Unmittelbar nach dem gewonnen Scudetto im vergangenen Jahr ist der ganze Klub verkauft worden. Wie die Mailänder damals bestätigten, hatte sich die US-Investmentfirma "RedBird Capital Partners" mit dem bisherigen Eigner "Elliott Management" auf einen Deal geeinigt, der den Wert des Klubs auf 1,2 Milliarden Euro beziffert hatte.

"RedBird" ist im Profisport bereits aktiv: Unter anderem ist das Unternehmen Investor der "Fenway Sports Group", die die Mehrheit am FC Liverpool und den Boston Red Sox aus der Major League Baseball hält. Außerdem ist Ligue-1-Klub Toulouse in den Händen von "RedBird".

Und so "schleicht" seither der damals bei der Meisterschaft grinsende Amerikaner Gerry Cardinale umher. Der Gründer der New Yorker Investmentfirma "Redbird Capital Partners" und Abgänger der Harvard-Universität in Cambridge mit italienischen Wurzeln war mehr als 20 Jahre bei "Goldman Sachs" und als Partner der "Wall Street Bank" tätig. Und er sagt über sich selbst: "Ich wäre gerne Berlusconi 2.0."

Gerry Cardinale

Der neue Eigentümer Milans: Gerry Cardinale. IMAGO/NurPhoto

Am mit Inter geplanten Projekt eines neuen Stadions ist Cardinale aber schon gescheitert, so leicht geht es dann doch nicht. "Ich bin enttäuscht, dass Mailand diese enorme Chance verpasst hat", sagte er dazu. Seine AC nimmt nun einen neuen Anlauf in San Donato Milanese, rund 30 Kilometer südöstlich vom Giuseppe Meazza. 2028 soll die neue und hochmoderne Arena für 70.000 Zuschauer eingeweiht werden - nahe der Autostrada 1, auf der man aus dem Süden die Metropole erreicht. "Das neue Tor zu Mailand" verspricht der Klub.

Wie sieht's vor Dortmund aus?

Bis dahin vergeht aber noch etwas Zeit - und müssen sportliche Herausforderungen bestritten werden. Wie das bevorstehende Gastspiel im Signal-Iduna-Park, dem am 2. April 1974 eröffneten "Tor zu Borussia Dortmund". Dort steigt am Mittwochabend (21 Uhr, LIVE! bei kicker) das wichtige Duell der beiden noch sieglosen Teams in dieser neuen Champions-League-Saison.

Denn während der BVB zum Auftakt verdient mit 0:2 bei Paris Saint-Germain das Nachsehen hatte, mussten die Mailänder trotz teils drückender Überlegenheit und einiger großer Chancen mit einer Nullnummer gegen den aufstrebenden Klub Newcastle leben.
──────────
Auf welchen Wert bezifferte laut Textauszug der Deal zwischen „RedBird Capital Partners“ und „Elliott Management“ den Klub? Bitte antworte in einem Satz. Die Datensätze sind eigenständiges Material und gehören nicht zum Textauszug.
──────────
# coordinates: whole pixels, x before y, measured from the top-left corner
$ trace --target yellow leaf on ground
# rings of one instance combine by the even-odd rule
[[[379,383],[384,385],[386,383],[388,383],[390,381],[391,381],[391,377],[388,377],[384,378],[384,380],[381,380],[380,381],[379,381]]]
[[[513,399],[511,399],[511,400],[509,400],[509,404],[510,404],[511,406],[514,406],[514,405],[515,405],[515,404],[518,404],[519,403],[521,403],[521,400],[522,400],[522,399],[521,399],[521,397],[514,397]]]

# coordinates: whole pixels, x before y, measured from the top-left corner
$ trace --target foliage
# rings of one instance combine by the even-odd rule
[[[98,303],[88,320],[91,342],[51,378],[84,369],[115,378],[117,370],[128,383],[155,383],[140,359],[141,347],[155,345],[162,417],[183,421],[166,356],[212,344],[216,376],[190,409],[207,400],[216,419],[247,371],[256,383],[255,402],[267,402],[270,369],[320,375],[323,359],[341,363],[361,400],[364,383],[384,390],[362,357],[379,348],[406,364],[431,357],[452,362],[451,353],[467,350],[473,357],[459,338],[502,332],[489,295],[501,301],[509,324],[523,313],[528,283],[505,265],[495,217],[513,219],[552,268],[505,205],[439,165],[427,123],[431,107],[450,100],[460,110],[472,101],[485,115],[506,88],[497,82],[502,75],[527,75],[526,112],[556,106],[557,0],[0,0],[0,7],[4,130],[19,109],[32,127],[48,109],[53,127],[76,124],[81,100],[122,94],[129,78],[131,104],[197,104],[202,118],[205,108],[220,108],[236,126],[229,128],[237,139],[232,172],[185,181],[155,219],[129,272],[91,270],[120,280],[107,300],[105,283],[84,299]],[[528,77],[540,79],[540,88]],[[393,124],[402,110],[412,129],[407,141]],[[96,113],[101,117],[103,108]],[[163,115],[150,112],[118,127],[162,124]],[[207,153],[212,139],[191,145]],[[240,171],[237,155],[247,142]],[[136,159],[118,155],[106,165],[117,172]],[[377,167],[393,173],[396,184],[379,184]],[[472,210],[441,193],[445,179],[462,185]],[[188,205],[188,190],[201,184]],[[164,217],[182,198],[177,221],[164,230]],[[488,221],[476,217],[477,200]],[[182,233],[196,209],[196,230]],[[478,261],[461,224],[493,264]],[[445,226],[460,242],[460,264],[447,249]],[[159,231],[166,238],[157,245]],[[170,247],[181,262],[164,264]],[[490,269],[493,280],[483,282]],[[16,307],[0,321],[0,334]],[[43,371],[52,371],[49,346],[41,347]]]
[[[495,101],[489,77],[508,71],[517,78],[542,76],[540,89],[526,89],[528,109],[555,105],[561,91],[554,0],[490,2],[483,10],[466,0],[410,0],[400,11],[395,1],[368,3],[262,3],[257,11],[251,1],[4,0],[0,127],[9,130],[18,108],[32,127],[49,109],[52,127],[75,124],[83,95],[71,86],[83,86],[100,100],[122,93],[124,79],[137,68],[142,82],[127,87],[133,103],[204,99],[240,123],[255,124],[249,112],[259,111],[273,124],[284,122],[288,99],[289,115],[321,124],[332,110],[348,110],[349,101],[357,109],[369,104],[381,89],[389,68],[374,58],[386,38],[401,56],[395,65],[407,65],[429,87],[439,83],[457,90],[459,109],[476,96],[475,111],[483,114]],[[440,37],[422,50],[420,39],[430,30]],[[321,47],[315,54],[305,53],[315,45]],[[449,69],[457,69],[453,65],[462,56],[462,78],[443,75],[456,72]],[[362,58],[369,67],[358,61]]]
──────────
| Übungsergebnis |
Der Deal bezifferte den Wert des Klubs auf 1,2 Milliarden Euro.